══ Given text ══

First, where exactly does global warming come from? I know it comes from pollution, but I'm not sure if that only includes the pollution on the ground that eliminates a tiles productivity (i.e.: from volcanoes, cities, and nuclear weapons/meltdowns) or if it also includes the pollution shown in the cities as hazard symbols. For example, if I made sure to clean up the pollution with workers as soon as it occurred, would I ever have global warming effect any tiles? Or for that to happen would I need to prevent any cities on the map from going over population 12 and having any pollution causing buildings?

Second, is there any lead before global warming starts to occur? I know that for cities that enter disorder, you get a turn to fix it before there is a chance any of your buildings are destroyed. Is there something similar for pollution and global warming? If I keep pollution low enough and clear it as soon as it pops up, will I ever have tiles flip?

Third, how does map size effect global warming? If I'm playing on a tiny map vs. a huge map, what is the difference (if any) in the amount of pollution needed for global warming to start? Or does it start at the same point and just get diluted by the number of tiles?

Fourth, why is it that forests have priority when it comes to pollution and is there some way to change that? I have seen it both in the games I've played myself and in other forum posts that forests get flipped before any other types of terrain are effected, but looking in the editor and civilopedia, I don't see any reference to why this is. Is this hard coded in the game or is there some way to change it? If I go into the editor and change the tiles that are effected, is there some type of order for what is effected first? For example, let's say I make global warming turn coast into ocean and desert into mountains even though neither of those tiles are normally effected, is there some order to them or would they just have a 50-50 shot of either occurring?

═══

◆ Assigned task 1
Reproduce the global warming post, everything from "Second, is there" down to "have tiles flip?".
◆ Assigned task 2
Proceed with the post about pollution and global warming, picking up where it stops.

══ The data ══

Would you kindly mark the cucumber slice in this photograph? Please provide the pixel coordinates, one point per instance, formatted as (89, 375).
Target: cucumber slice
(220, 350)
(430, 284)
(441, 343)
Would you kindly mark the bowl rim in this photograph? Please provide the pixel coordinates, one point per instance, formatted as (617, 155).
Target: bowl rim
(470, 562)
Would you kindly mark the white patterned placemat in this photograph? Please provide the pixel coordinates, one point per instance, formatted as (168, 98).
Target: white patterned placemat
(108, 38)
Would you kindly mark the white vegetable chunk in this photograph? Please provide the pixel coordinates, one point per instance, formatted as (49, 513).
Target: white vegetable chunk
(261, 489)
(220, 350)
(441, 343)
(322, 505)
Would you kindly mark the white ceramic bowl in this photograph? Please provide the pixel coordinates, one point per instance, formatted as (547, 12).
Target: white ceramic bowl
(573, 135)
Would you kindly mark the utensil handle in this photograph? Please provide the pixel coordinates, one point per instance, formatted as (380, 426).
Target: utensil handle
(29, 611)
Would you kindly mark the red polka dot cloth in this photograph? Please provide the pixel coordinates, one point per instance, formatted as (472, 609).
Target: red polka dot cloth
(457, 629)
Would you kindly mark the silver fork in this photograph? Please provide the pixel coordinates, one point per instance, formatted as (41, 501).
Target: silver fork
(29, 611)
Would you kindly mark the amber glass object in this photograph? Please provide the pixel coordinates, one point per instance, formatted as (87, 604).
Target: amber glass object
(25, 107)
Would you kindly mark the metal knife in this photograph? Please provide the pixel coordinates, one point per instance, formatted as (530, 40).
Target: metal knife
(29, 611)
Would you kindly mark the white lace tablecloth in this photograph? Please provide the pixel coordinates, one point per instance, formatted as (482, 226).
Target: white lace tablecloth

═══

◆ Answer section 1
Second, is there any lead before global warming starts to occur? I know that for cities that enter disorder, you get a turn to fix it before there is a chance any of your buildings are destroyed. Is there something similar for pollution and global warming? If I keep pollution low enough and clear it as soon as it pops up, will I ever have tiles flip?

◆ Answer section 2
Fifth and finally, what happens to tile improvements/cities/resources if the underlying tile is changed? I know there is one scenario where this would naturally happen in the game (marsh into coast), but I've never gotten to the point where that occurs (either blocked by other forest on the map or cleared before pollution can get to it). What happens to roads, mines, and irrigation, and any resources that happen to be on the tile when a tile is transformed into another tile that cannot support those improvements/resources? Does a tile turning into a volcano cause that volcano to specially keep improvements until pillaged, or do they vanish upon change? Also, if a tile with a city on it is turned into a tile that cannot support cities, what happens to the city/tile? Are tiles with cities on them left unchanged, are the cities destroyed, or are the cities left intact with changed base tile until raised?

Sorry for posting so many questions in a single topic, but I figure is someone in the future is looking back for answers to what exactly pollution does and how it is caused, they'd rather find the answers all in one spot (at least, that's what I was looking for searching old threads myself). If you only know the answer to one or two things, please still post them. Answers to some are better than answers to none. Also, I'll try to update here if I happen to stumble upon the answers to any of these while I'm playing in the future. Thanks!
 
1. My understanding is that no player could build any hospitals nor any other pollution causing buildings in order to stop Global Warming. The pollution that a metro generates will cause tiles to become polluted (within that metro's BFC), and you'll have to clean the tile before it becomes productive again. Global warming is a global stat, and I assume the game takes into account all the pollution from all pollution-causing metros in the game (some math involving the hazard symbols of all metros).

2. City disorders can generally be fixed before they occur. It's useful to go through your cities every turn and make sure your citizens aren't unhappy. OTOH, when you build pollution-causing buildings, you're signing up for pollution.

3. The game takes map size into account for other mechanisms (i.e. corruption and tech cost), so I assume it does for GW. Having 100 metros with coal plants on a tiny map is going to be worse than 100 on a huge map.

4. Not sure about the editing aspects. Forests die off to reveal the underlying terrain (you can replant them!), and then: grassland>plains>desert.
A desert on a river is a floodplain, so GW can give you extra food sometimes.

5. Nothing, grassland, plains and desert can have the same operations done to each of them.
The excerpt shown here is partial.